## [REQUESTS]
A) From the Good Friday text, list the nature images of spring renewal that the writer tried to use for Easter during a decade in the ministry.
B) Reproduce the Good Friday text word for word, everything from "Then a new but" down to "the space emptied.".

## [TEXT EXTRACT]
::::
People get exasperated with me because I’m too serious. it was a problem in the ministry because people expected fun, joy, safety and other nice things for nice people. But if you can’t be serious on Good Friday, you must not be truly Christian. Christianity, in spite of “Jesus Christ Superstar,” is meant to confront suffering. It’s a rich source of symbolism for hardships, trials, and death.
This morning my “feeds” supplied a powerful essay originating in the cross that became the jewelry symbol of the religion. “Crucifying the Prairie: An Eco-Theology of Resistance for Good Friday”. By Jacob J. Erickson April 13, 2017
The article uses a philosophical interpretation of the horizonal bar representing the secular world as it intersects the vertical bar that reaches towards the transcendent sky at a point that creates human religion, combining the worldly with the supernatural. One could also use the phallic idea, but where’s the crossbar? Also, some have tried to get an interpretation out of the fact that the bottom of the cross is embedded in the earth, a going-down instead of a reaching up. A hole. But Erickson uses James Cone’s book, “The Cross and the Lynching Tree” to point out the dark abyss, the grave at the foot of the cross, the oil well. (Which gets redeemed by the hole that is Jesus’ tomb that He is able to leave.)
Then a new but related image came in from “Naked Pastor” david@thelastingsupper.com. “I had been thinking about the cross and what it symbolized. It certainly is a metaphor for perseverance in spite of suffering. It is about victimization of the innocent. It also represents determination, sacrifice, surrender, struggle, and the desire to work for justice in the face of incredible injustice, as well as abiding under threat.”
His idea was the Cross as the "Narrow Gate."
If you like the image he created, you can buy it from him on a t-shirt. https://www.etsy.com/shop/nakedpastor It’s an effective artistic premise to think of the space occupied as well as the space emptied.
Lots of other good stuff in David’s shop as well. In one cartoon Jesus assures the thief beside Him that He’s had “gooder” Fridays. You know David Hayward made that up, because surely a good middle-class Savior would not be ungrammatical. David has been what I call a minister and he calls a pastor, both Protestant terms trying to distinguish Protestant clergy from Catholic priests, but he gets called out of ministry, falls out, runs away, is tossed out -- as have many parishioners -- so that he has to struggle back through “the Narrow Gate”, another Biblical image of doing hard serious things.
Now he has the idea that a congregation that uses a building to go sit together at a specific meeting time is maybe not where he fits, so he’s trying to invent an online interactive sort of congregation. Others are doing the same. It’s the old Unitarian Universalist idea of being united by differences that the UUA abandoned when they got snake bit by corporate liberal politics. Thelastingsupper.com
Through my decade in the ministry, I tried to come up with new and striking images for Easter, all those nature tales of renewal in Spring. Shedding one’s snakeskin, emerging from one’s cocoon, sailing off on a gossamer kite like a baby spider. I just wanted to escape from all the chickies and bunnies and candy, the fol-de-rol of pastel baskets and new bonnets. Well, I really rather liked the bonnets, but no one wears anything but a billed ball cap these days. Maybe with a fertilizer slogan embroidered on the front.
::::
## [EXTRACTED MATERIAL]
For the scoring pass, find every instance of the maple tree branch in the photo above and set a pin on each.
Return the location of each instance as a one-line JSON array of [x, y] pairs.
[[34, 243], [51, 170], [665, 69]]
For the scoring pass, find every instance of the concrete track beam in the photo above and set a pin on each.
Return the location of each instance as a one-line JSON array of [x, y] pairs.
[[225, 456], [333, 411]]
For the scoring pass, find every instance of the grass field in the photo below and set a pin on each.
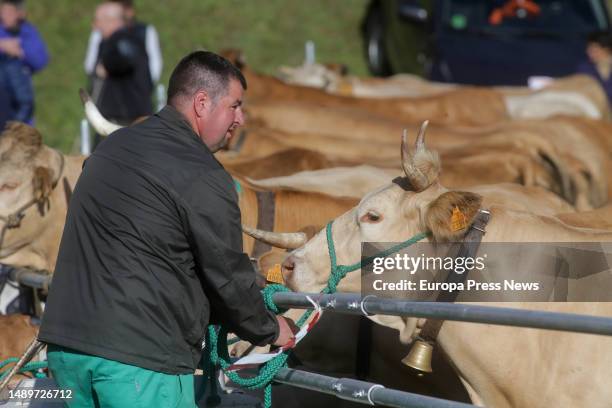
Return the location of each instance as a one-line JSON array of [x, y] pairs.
[[271, 32]]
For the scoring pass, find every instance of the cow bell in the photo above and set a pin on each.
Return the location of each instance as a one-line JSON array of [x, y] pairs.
[[419, 357]]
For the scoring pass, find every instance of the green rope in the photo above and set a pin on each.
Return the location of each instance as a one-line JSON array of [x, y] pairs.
[[32, 367], [216, 343], [338, 272]]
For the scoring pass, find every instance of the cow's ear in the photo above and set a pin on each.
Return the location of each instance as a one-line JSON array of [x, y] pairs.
::::
## [SOLUTIONS TO THE TASKS]
A)
- Shedding one's snakeskin
- Emerging from one's cocoon
- Sailing off on a gossamer kite like a baby spider

B)
Then a new but related image came in from “Naked Pastor” david@thelastingsupper.com. “I had been thinking about the cross and what it symbolized. It certainly is a metaphor for perseverance in spite of suffering. It is about victimization of the innocent. It also represents determination, sacrifice, surrender, struggle, and the desire to work for justice in the face of incredible injustice, as well as abiding under threat.”
His idea was the Cross as the "Narrow Gate."
If you like the image he created, you can buy it from him on a t-shirt. https://www.etsy.com/shop/nakedpastor It’s an effective artistic premise to think of the space occupied as well as the space emptied.